Supplied entries
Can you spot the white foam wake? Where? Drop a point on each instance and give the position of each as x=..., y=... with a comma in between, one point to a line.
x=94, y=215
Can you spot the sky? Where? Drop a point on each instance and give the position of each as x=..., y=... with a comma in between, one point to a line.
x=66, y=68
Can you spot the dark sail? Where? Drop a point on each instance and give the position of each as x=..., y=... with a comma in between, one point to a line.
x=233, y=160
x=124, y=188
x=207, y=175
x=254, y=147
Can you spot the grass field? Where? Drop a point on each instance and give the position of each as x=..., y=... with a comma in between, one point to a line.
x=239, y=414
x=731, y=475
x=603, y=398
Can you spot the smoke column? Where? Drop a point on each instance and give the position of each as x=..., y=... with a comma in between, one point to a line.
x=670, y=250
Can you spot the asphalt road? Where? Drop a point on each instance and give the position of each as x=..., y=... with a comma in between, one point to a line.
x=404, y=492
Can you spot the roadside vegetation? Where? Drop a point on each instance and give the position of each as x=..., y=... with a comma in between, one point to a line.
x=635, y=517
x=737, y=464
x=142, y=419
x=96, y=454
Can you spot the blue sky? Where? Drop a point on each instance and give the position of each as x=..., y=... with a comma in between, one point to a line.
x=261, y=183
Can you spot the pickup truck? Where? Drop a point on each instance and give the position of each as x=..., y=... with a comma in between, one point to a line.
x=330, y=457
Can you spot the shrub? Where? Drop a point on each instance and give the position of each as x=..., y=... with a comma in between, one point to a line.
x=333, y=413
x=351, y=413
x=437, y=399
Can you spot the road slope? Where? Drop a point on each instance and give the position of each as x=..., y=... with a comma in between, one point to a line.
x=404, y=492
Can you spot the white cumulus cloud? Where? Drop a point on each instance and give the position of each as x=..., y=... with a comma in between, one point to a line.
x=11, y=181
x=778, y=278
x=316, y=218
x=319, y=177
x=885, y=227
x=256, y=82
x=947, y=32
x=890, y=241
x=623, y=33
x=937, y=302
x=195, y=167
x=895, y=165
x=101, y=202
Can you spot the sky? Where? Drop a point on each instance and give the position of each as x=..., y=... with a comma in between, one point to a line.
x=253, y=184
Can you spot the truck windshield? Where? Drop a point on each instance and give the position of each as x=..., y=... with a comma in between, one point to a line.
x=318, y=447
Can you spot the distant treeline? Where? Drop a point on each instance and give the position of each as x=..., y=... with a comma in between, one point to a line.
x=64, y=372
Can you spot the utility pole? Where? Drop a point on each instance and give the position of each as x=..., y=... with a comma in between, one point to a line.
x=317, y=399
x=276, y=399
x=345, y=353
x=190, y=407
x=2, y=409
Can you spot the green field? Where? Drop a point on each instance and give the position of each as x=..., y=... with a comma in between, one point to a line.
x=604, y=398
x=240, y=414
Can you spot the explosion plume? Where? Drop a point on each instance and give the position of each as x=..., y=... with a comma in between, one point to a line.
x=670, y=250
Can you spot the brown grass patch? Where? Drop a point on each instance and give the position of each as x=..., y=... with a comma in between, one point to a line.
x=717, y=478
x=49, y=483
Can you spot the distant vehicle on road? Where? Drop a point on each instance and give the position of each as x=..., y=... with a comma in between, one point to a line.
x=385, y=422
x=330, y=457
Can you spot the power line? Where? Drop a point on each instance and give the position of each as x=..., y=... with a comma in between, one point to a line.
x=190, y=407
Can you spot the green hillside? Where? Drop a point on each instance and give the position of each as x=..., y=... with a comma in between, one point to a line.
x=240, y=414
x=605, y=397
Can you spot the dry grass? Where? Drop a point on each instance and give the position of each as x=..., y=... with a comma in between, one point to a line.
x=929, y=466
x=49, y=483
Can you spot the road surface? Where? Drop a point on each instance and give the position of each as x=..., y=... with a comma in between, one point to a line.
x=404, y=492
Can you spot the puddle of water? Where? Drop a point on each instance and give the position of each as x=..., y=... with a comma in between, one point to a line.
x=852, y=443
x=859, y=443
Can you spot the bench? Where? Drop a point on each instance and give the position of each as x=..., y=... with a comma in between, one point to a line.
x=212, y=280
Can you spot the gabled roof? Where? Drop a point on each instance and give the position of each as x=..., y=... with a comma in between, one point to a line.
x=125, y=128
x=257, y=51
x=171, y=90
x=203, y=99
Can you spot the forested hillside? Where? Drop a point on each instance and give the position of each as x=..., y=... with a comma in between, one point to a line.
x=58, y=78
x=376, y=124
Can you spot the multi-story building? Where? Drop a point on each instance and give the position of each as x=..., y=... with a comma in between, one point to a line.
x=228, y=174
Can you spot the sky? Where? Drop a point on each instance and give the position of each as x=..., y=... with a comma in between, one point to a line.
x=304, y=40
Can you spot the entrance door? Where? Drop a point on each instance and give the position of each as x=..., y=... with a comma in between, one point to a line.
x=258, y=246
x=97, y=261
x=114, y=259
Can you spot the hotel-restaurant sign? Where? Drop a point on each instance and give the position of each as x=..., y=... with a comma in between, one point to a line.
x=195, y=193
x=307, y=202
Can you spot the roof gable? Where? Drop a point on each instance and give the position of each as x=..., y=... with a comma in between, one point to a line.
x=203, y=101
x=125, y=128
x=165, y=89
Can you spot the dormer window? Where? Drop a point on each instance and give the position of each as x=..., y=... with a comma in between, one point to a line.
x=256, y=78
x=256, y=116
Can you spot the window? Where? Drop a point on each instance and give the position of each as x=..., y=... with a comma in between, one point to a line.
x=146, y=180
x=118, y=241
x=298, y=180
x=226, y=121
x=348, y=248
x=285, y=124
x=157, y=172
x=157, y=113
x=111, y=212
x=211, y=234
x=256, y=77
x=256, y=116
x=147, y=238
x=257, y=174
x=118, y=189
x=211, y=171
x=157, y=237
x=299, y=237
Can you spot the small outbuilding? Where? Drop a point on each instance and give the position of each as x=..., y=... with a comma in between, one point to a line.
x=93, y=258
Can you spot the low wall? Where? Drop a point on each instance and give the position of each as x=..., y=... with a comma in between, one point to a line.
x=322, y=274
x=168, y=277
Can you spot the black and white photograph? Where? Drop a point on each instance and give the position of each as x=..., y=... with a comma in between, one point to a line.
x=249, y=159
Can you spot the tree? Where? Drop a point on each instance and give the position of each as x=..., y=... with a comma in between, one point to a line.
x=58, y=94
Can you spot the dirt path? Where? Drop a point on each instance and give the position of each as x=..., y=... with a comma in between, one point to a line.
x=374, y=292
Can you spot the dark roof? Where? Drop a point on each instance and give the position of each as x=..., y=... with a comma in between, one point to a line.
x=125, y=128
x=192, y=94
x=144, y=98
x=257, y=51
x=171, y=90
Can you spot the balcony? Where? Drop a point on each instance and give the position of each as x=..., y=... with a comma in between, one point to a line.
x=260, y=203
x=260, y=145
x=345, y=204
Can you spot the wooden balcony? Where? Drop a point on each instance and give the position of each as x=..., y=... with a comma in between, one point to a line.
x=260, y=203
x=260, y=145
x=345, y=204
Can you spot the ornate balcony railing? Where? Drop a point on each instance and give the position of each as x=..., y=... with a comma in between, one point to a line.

What you have to do
Can you set out the items above as a Markdown table with the columns "No." and "Text", one numbered row per line and no blank lines? Begin at the line that contains "Can you spot the dirt" and stop after the final line of the items.

Result
| No. | Text |
|---|---|
| 1 | Can you spot the dirt path? Where? Drop a point on each instance and give the position of each as x=..., y=... with a comma in between, one point to a line. |
| 2 | x=374, y=292 |
| 3 | Can you spot the dark roof? Where? Drop a point on each instance and give the position of each as x=..., y=... with a comma in between, one point to a line. |
| 4 | x=125, y=128 |
| 5 | x=192, y=94 |
| 6 | x=144, y=98 |
| 7 | x=257, y=51 |
| 8 | x=171, y=90 |
| 9 | Can you spot the balcony? Where? Drop a point on each instance and give the position of each as x=..., y=... with a comma in between, one point to a line. |
| 10 | x=260, y=203 |
| 11 | x=260, y=145 |
| 12 | x=345, y=204 |
| 13 | Can you spot the wooden balcony? Where? Drop a point on each instance and give the position of each as x=..., y=... with a comma in between, one point to a line. |
| 14 | x=260, y=203 |
| 15 | x=260, y=145 |
| 16 | x=345, y=204 |
| 17 | Can you spot the ornate balcony railing? Where? Drop a point on each instance and give the position of each as x=..., y=... with a comma in between, one point to a line. |